[begin Information shown]
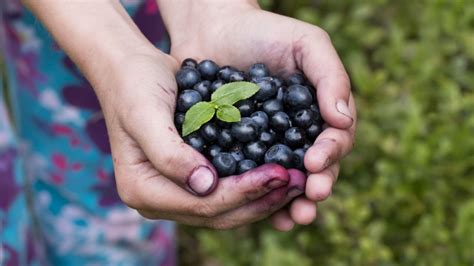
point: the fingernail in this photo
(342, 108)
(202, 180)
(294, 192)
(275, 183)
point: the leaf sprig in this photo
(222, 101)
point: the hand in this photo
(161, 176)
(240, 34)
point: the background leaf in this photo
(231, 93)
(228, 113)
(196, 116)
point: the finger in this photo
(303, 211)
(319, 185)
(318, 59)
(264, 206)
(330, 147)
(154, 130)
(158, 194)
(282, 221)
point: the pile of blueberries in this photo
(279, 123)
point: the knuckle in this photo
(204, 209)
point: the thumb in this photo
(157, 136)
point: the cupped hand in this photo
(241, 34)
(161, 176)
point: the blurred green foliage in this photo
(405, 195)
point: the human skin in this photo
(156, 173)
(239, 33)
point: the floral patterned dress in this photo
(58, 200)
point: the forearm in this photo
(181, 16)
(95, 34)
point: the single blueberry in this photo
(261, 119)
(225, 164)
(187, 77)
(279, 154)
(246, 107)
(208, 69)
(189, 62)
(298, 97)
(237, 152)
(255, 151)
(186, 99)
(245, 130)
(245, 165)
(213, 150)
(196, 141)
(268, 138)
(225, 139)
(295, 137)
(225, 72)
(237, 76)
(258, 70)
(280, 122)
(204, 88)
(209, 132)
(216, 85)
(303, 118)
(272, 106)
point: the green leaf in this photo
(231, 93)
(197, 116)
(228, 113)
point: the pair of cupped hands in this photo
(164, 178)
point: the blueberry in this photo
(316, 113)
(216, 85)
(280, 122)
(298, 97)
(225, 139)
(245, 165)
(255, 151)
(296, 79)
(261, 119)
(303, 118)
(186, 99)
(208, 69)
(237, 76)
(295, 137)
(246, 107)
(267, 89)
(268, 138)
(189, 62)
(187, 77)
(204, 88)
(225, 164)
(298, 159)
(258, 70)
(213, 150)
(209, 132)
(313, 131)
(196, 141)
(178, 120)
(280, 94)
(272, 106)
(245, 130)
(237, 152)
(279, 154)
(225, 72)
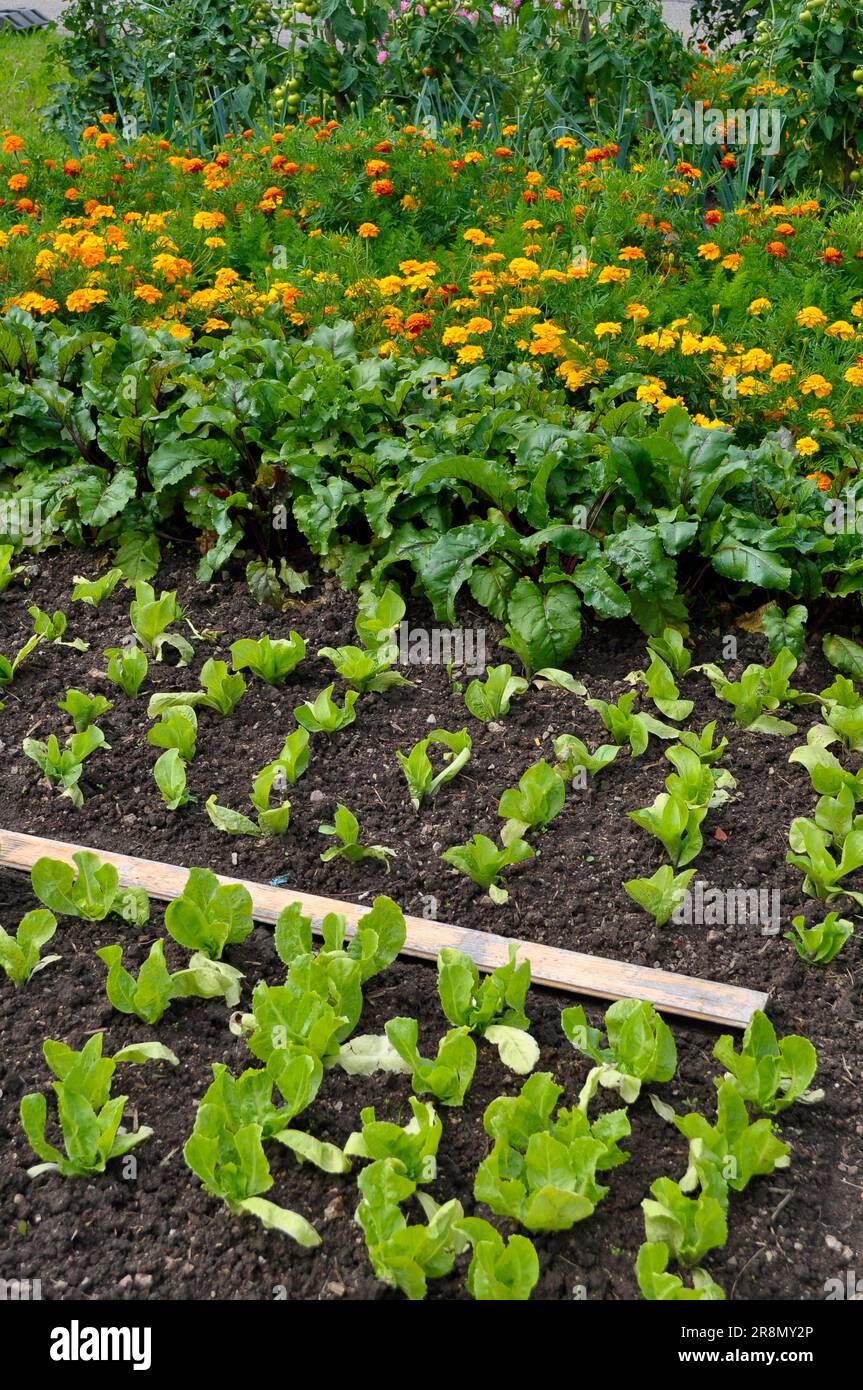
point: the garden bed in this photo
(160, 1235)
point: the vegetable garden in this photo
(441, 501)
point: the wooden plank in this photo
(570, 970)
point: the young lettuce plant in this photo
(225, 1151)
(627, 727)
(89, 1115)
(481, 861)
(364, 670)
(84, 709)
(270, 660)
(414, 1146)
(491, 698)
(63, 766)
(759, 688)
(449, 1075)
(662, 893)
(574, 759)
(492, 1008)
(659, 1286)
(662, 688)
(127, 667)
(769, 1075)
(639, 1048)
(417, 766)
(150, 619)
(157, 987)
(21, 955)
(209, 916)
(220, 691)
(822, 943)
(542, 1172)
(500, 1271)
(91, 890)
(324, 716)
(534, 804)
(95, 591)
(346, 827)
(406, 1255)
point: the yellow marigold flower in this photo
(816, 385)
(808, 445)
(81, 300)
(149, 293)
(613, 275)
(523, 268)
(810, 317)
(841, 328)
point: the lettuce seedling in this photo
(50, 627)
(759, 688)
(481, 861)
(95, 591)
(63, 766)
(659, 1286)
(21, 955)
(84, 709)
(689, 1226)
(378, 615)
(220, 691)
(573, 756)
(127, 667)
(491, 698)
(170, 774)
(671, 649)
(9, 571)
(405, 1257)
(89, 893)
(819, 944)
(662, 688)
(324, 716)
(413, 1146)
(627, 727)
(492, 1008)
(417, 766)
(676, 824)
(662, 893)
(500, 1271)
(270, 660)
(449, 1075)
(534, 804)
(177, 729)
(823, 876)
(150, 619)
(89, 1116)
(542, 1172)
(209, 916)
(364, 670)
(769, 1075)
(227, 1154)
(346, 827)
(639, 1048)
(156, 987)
[end Information shown]
## Given exercise
Transcribe every entry above exactly. Omit all pictures.

## Full output
point: the fingernail in this photo
(342, 108)
(202, 180)
(294, 192)
(275, 183)
point: the leaf sprig in this photo
(222, 101)
point: the hand in this photo
(161, 176)
(240, 34)
point: the background leaf in this photo
(231, 93)
(228, 113)
(196, 116)
point: the finger in this photo
(303, 211)
(319, 185)
(318, 59)
(264, 206)
(330, 147)
(154, 130)
(158, 194)
(282, 221)
point: the pile of blueberries in this photo
(279, 123)
point: the knuckle in this photo
(204, 209)
point: the thumb in this photo
(157, 136)
point: the cupped hand in this photo
(241, 34)
(161, 176)
point: the blurred green foliage in this photo
(405, 195)
point: the human skin in this photo
(156, 173)
(239, 33)
point: the floral patterned dress in this photo
(58, 200)
point: the forearm in this photo
(181, 16)
(95, 34)
point: the single blueberry in this photo
(261, 119)
(225, 164)
(187, 77)
(279, 154)
(246, 107)
(208, 69)
(189, 62)
(298, 97)
(237, 152)
(255, 151)
(186, 99)
(245, 130)
(245, 165)
(213, 150)
(196, 141)
(268, 138)
(225, 139)
(295, 137)
(225, 72)
(237, 76)
(258, 70)
(280, 122)
(204, 88)
(209, 132)
(216, 85)
(303, 118)
(272, 106)
point: the green leaf in this photo
(231, 93)
(197, 116)
(228, 113)
point: the pair of cupped hands in this photo
(164, 178)
point: the blueberry in this photo
(316, 113)
(216, 85)
(280, 122)
(298, 97)
(225, 139)
(245, 165)
(255, 151)
(296, 79)
(261, 119)
(303, 118)
(186, 99)
(208, 69)
(237, 76)
(295, 137)
(246, 107)
(267, 89)
(268, 138)
(189, 62)
(187, 77)
(204, 88)
(225, 164)
(298, 159)
(258, 70)
(213, 150)
(209, 132)
(313, 131)
(196, 141)
(178, 120)
(280, 94)
(272, 106)
(245, 130)
(237, 152)
(279, 154)
(225, 72)
point: the garden bed in this photo
(160, 1235)
point: the vegetable garden in this photo
(441, 501)
point: the wooden plank in this photo
(570, 970)
point: the young lettuce plant in this photo
(225, 1151)
(627, 727)
(89, 1115)
(481, 861)
(364, 670)
(84, 709)
(270, 660)
(414, 1146)
(491, 698)
(63, 766)
(759, 688)
(449, 1075)
(662, 893)
(574, 759)
(492, 1008)
(659, 1286)
(662, 688)
(127, 667)
(769, 1075)
(639, 1048)
(417, 766)
(150, 619)
(157, 987)
(21, 955)
(209, 916)
(220, 691)
(822, 943)
(542, 1172)
(500, 1271)
(91, 890)
(324, 716)
(534, 804)
(95, 591)
(346, 827)
(406, 1255)
point: the yellow marigold flower in this photo
(816, 385)
(808, 445)
(81, 300)
(149, 293)
(613, 275)
(523, 268)
(810, 317)
(841, 328)
point: the lettuce seedling in this photo
(50, 627)
(759, 688)
(481, 861)
(95, 591)
(63, 766)
(659, 1286)
(21, 955)
(84, 709)
(689, 1226)
(378, 615)
(220, 691)
(573, 756)
(127, 667)
(491, 698)
(170, 774)
(671, 649)
(9, 571)
(405, 1257)
(89, 893)
(819, 944)
(662, 688)
(324, 716)
(413, 1146)
(627, 727)
(492, 1008)
(417, 766)
(676, 824)
(662, 893)
(500, 1271)
(270, 660)
(449, 1075)
(534, 804)
(177, 729)
(823, 876)
(150, 619)
(89, 1116)
(542, 1172)
(209, 916)
(364, 670)
(769, 1075)
(227, 1154)
(346, 827)
(639, 1048)
(156, 987)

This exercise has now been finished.